[Entries pointing to labeled objects]
## begin
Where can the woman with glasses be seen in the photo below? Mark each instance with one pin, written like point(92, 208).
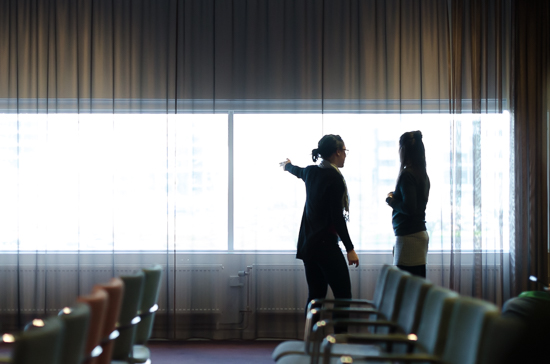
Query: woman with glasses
point(324, 221)
point(408, 202)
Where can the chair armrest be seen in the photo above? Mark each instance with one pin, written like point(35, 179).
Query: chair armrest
point(329, 341)
point(319, 302)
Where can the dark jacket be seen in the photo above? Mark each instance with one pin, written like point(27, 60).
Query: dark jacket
point(409, 202)
point(323, 215)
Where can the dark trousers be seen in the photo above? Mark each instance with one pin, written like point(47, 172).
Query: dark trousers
point(327, 267)
point(415, 270)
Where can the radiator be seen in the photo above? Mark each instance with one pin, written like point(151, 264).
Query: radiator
point(283, 288)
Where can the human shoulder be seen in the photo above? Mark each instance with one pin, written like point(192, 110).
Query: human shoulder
point(408, 175)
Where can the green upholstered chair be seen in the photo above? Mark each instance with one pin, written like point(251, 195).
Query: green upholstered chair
point(148, 308)
point(76, 320)
point(40, 342)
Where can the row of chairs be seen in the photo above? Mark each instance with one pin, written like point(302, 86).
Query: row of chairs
point(408, 320)
point(109, 325)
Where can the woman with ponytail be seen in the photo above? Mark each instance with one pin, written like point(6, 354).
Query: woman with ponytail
point(408, 202)
point(324, 221)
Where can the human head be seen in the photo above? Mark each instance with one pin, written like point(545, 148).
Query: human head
point(411, 150)
point(327, 147)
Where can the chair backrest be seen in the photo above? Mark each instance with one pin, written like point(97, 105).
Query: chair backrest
point(76, 320)
point(434, 319)
point(150, 297)
point(39, 344)
point(393, 294)
point(115, 289)
point(97, 300)
point(468, 320)
point(131, 301)
point(414, 294)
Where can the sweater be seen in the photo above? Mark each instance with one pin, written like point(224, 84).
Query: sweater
point(409, 202)
point(323, 216)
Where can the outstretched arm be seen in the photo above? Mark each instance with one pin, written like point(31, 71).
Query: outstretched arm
point(295, 170)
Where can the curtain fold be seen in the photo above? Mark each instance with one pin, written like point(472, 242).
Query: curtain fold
point(480, 55)
point(133, 163)
point(530, 97)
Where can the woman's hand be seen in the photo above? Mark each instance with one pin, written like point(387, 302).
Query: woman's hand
point(353, 259)
point(283, 164)
point(389, 198)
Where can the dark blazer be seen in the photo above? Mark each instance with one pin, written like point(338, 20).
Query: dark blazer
point(409, 202)
point(323, 219)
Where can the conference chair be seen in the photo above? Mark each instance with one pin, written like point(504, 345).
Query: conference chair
point(115, 289)
point(76, 320)
point(414, 292)
point(148, 309)
point(462, 341)
point(388, 308)
point(128, 317)
point(40, 342)
point(97, 301)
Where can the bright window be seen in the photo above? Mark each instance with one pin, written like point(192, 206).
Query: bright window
point(164, 182)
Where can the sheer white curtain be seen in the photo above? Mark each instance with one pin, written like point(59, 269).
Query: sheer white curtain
point(142, 132)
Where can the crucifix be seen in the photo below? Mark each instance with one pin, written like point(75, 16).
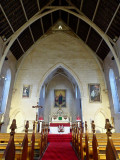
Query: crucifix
point(37, 110)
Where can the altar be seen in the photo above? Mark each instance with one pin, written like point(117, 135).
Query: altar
point(59, 128)
point(59, 123)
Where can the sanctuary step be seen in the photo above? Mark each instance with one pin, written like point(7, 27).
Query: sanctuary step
point(60, 137)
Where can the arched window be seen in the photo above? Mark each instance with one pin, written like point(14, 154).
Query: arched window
point(114, 92)
point(5, 91)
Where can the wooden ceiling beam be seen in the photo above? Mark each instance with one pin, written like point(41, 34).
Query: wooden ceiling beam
point(27, 20)
point(108, 27)
point(10, 26)
point(97, 5)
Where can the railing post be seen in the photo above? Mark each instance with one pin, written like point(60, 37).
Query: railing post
point(111, 153)
point(94, 143)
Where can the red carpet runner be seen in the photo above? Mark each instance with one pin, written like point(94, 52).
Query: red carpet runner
point(60, 137)
point(59, 151)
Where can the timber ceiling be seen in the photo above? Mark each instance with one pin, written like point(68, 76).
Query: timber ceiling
point(104, 13)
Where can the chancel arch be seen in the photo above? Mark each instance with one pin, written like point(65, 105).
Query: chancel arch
point(60, 80)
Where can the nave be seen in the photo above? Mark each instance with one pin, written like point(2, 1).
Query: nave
point(73, 146)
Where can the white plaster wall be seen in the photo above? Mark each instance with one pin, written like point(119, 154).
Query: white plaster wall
point(58, 48)
point(9, 64)
point(60, 82)
point(111, 64)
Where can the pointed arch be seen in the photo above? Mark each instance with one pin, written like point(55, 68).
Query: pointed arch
point(65, 67)
point(40, 15)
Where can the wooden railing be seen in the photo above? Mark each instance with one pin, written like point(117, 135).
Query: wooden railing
point(94, 143)
point(10, 149)
point(95, 146)
point(111, 153)
point(25, 143)
point(15, 146)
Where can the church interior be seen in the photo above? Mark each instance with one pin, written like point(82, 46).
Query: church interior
point(59, 79)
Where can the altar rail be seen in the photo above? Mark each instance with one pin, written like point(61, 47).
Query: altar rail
point(59, 124)
point(96, 146)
## end
#### To be done
Write out every entry above as a JSON list of strings, one string per line, skipping blank lines. Leave the pictures out.

#### Complete answer
[
  "Where can the woman with glasses be seen in the photo below? Mark each instance with one pin, written like point(92, 208).",
  "Query: woman with glasses",
  "point(324, 221)",
  "point(408, 202)",
  "Where can the chair armrest be seen in the photo above? Mark each instance with one pin, written like point(35, 179).",
  "Query: chair armrest",
  "point(329, 341)",
  "point(319, 302)",
  "Where can the dark jacket be seen in the photo above? Mark each instance with one pin, written like point(27, 60).",
  "Query: dark jacket",
  "point(409, 202)",
  "point(323, 215)",
  "Where can the dark trousers be seen in the photo above? Mark each instance with one pin, written like point(47, 172).",
  "Query: dark trousers",
  "point(327, 267)",
  "point(415, 270)",
  "Where can the radiator be seen in the photo above? Mark each instance with one pin, written like point(151, 264).",
  "Query: radiator",
  "point(283, 288)",
  "Where can the human shoulder be seen in the photo above? Mark each instance with one pin, written like point(192, 110).",
  "Query: human shoulder",
  "point(408, 175)",
  "Where can the green upholstered chair be seen in the photo above? Mark each instance with one pin, written like point(251, 195).",
  "Query: green upholstered chair",
  "point(148, 308)",
  "point(76, 320)",
  "point(40, 342)",
  "Where can the row of chairs be seen in the photo above? Mark each instance with one pin, written like point(302, 86).",
  "Query: row of chairs",
  "point(408, 320)",
  "point(109, 325)",
  "Where can the woman with ponytail be seen in the photo above? Mark each instance with one pin, written like point(6, 354).",
  "Query: woman with ponytail",
  "point(408, 202)",
  "point(324, 221)",
  "Where can the human head be seen in the photo above? Mark each instance with one pin, written like point(545, 148).",
  "Query: human head",
  "point(411, 150)",
  "point(327, 147)",
  "Where can the chair backrest be seen in the photo above? Mark each instance with one pin, written like point(97, 105).",
  "Query: chair backrest",
  "point(76, 320)",
  "point(434, 319)",
  "point(150, 297)",
  "point(39, 344)",
  "point(393, 294)",
  "point(115, 289)",
  "point(97, 300)",
  "point(468, 320)",
  "point(131, 301)",
  "point(414, 294)",
  "Where can the sweater be seen in the photo above? Mark each instance with one pin, written like point(224, 84).",
  "Query: sweater",
  "point(409, 202)",
  "point(323, 216)",
  "Where can the outstretched arm be seen in the photo above? Mark each instance with one pin, written like point(31, 71).",
  "Query: outstretched arm",
  "point(295, 170)",
  "Where can the curtain fold be seen in the photo above? Mark each instance with one pin, written like point(472, 242).",
  "Query: curtain fold",
  "point(480, 55)",
  "point(133, 163)",
  "point(530, 97)",
  "Where can the woman's hand be seen in the photo above? Mark each instance with one pin, written like point(387, 302).",
  "Query: woman's hand",
  "point(353, 259)",
  "point(283, 164)",
  "point(389, 198)",
  "Where can the dark blazer be seen in the photo above? Mark each instance with one pin, written like point(338, 20).",
  "Query: dark blazer",
  "point(409, 202)",
  "point(323, 219)",
  "Where can the conference chair be seen in the photo above? Mark each instance with one pin, written like point(504, 345).",
  "Query: conference chair",
  "point(115, 289)",
  "point(76, 320)",
  "point(414, 292)",
  "point(148, 309)",
  "point(462, 341)",
  "point(388, 308)",
  "point(128, 317)",
  "point(40, 342)",
  "point(97, 301)",
  "Where can the bright window be seen in the photo above? Mark each instance with one pin, written like point(192, 206).",
  "Query: bright window",
  "point(164, 182)",
  "Where can the sheer white curtain be seen in the photo above? Mark each instance with one pin, written like point(59, 269).",
  "Query: sheer white curtain",
  "point(142, 132)",
  "Where can the crucifix be seen in the photo below? Mark each instance with one pin, written like point(75, 16).",
  "Query: crucifix",
  "point(37, 110)",
  "Where can the altar be seen in the photo above? Mark each instance with one pin, written like point(117, 135).",
  "Query: altar",
  "point(59, 128)",
  "point(59, 123)",
  "Where can the sanctuary step be seen in the photo above? Mark each instance with one pin, written like point(7, 27).",
  "Query: sanctuary step",
  "point(60, 137)",
  "Where can the arched window be seen in the photo above? Mark each instance with one pin, written like point(14, 154).",
  "Query: arched window",
  "point(114, 92)",
  "point(5, 91)",
  "Where can the wooden ceiling beam be seen in the photo above? Mark each instance with one pin, written like point(41, 34).",
  "Query: wooden ceiling beam",
  "point(27, 20)",
  "point(108, 27)",
  "point(10, 26)",
  "point(97, 5)",
  "Where can the railing post be seen in the photo above? Mark each instance with one pin, written like point(60, 37).",
  "Query: railing post",
  "point(111, 153)",
  "point(94, 143)",
  "Where can the red carpet runner be seen in the photo above? Mark each instance with one pin, written like point(94, 52).",
  "Query: red carpet runner",
  "point(60, 137)",
  "point(59, 151)",
  "Where can the timber ceiling be seen in the photo above? Mark each instance with one pin, written like point(68, 76).",
  "Query: timber ceiling",
  "point(104, 13)",
  "Where can the chancel arch be seen in the photo above? Mark each instance with one pin, written like point(65, 105).",
  "Query: chancel arch",
  "point(60, 80)",
  "Where can the nave be seen in the photo above? Mark each instance with one pin, written like point(2, 1).",
  "Query: nave",
  "point(73, 146)",
  "Where can the white plaster wall be seen in the photo above? Mark each instance with one pin, written like point(119, 154).",
  "Query: white plaster wall",
  "point(58, 48)",
  "point(9, 64)",
  "point(60, 82)",
  "point(111, 64)",
  "Where can the pointed arch be seen in the photo above? Mark each instance with one pin, written like point(55, 68).",
  "Query: pointed arch",
  "point(65, 67)",
  "point(40, 15)",
  "Where can the wooden railing be seen in the photo above? Mark each instance with one pin, written like point(117, 135).",
  "Query: wooden railing",
  "point(94, 143)",
  "point(10, 149)",
  "point(95, 146)",
  "point(111, 153)",
  "point(25, 143)",
  "point(15, 146)",
  "Where can the church interior be seen in the photo above? Mark each instance with one pin, written like point(82, 46).",
  "Query: church interior",
  "point(59, 79)",
  "Where can the altar rail be seen in the photo above? Mark each instance with one pin, written like point(61, 47).",
  "Query: altar rail",
  "point(59, 124)",
  "point(96, 146)"
]